Could you give the records starting at the line that contains "of the shrub" and ending at the line that contains "(1193, 496)" as a two-column CSV with the columns text and answer? Use one row per record, put each field in double quotes, and turn any line breaks into spaces.

:: Provided data ::
#####
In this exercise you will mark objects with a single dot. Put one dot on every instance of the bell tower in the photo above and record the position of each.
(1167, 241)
#####
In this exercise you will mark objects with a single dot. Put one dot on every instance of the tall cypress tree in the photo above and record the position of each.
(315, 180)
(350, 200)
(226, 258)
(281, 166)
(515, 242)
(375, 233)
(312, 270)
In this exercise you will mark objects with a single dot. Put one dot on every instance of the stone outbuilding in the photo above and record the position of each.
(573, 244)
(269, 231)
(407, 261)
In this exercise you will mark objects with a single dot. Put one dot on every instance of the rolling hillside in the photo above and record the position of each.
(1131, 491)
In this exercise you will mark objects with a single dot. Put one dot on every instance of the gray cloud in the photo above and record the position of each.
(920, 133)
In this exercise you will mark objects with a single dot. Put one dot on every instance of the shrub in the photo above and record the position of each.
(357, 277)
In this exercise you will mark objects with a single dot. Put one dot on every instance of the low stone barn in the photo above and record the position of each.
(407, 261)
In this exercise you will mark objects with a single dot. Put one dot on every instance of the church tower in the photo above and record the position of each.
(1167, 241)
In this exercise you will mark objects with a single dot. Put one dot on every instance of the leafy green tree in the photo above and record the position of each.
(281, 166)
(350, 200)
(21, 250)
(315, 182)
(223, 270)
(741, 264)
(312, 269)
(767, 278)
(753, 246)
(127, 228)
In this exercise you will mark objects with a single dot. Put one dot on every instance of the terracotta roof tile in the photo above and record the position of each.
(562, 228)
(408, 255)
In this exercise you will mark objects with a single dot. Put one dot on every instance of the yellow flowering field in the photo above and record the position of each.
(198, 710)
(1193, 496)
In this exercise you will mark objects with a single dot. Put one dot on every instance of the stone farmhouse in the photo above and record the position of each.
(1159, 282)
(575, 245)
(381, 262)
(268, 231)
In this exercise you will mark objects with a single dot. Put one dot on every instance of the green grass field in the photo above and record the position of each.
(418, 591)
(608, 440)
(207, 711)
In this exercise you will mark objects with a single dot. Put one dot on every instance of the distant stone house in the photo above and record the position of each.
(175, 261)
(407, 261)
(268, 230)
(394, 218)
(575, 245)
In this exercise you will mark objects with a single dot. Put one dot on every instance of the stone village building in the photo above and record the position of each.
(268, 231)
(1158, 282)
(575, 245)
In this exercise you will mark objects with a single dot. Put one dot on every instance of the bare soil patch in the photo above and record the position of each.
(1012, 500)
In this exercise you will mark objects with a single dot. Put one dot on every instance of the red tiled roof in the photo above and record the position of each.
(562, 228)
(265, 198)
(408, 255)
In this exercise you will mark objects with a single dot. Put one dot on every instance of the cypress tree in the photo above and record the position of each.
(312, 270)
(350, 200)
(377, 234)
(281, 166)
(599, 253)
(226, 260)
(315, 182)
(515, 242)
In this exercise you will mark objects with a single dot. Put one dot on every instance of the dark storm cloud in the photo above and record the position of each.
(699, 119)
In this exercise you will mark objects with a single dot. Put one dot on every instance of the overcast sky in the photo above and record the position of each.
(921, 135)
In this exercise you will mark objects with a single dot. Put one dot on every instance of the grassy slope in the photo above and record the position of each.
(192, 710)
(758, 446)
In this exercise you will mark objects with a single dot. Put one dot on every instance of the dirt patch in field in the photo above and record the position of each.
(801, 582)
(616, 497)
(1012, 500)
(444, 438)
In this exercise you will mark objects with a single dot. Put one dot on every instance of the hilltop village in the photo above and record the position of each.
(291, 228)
#####
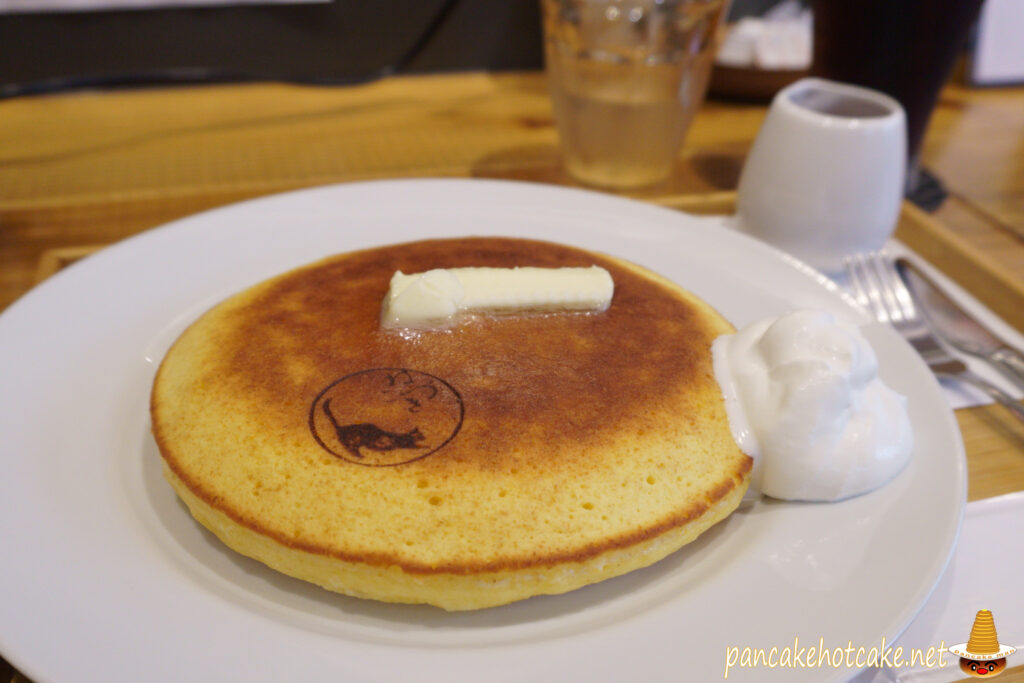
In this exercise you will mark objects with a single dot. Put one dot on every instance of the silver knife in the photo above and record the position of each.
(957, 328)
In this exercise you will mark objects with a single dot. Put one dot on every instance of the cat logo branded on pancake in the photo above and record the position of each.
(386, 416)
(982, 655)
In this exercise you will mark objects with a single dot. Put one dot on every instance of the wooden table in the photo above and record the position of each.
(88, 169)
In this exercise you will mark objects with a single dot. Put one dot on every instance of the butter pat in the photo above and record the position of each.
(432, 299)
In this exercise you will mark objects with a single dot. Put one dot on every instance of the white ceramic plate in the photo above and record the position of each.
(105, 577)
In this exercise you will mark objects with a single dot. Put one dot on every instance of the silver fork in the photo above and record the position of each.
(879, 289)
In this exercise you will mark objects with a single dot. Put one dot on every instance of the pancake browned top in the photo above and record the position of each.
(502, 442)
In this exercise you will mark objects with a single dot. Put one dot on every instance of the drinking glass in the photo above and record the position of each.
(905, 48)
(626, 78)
#####
:: Written response ::
text,answer
"In this exercise you will mark objects with a single dot. Put one dot on every instance of the shrub in the photo above and record the position of each.","(357, 277)"
"In this exercise you will mark objects with a single dot. Put one dot on every instance of the low stone barn in the photo above and record the position of each.","(407, 261)"
"In this exercise you will mark objects with a single dot. Put one dot on every instance of the church tower in the photo above and record the position of each.","(1167, 241)"
"In this exercise you will mark objects with a single dot. Put one dot on every instance of the leafy green tree in the photo above and record the position of each.","(281, 166) (350, 200) (21, 250) (315, 182) (223, 270) (741, 264) (312, 269) (767, 278) (753, 246) (127, 228)"
"In this exercise you will mark objects with a single dot. Put one dot on every instance of the terracotta roof tile in the photo above and record the position of each.","(562, 228) (408, 255)"
"In this exercise you will mark objects with a single dot. Put one dot on every instance of the yellow flowering field in the photo above and record the position of each.","(198, 710) (1193, 496)"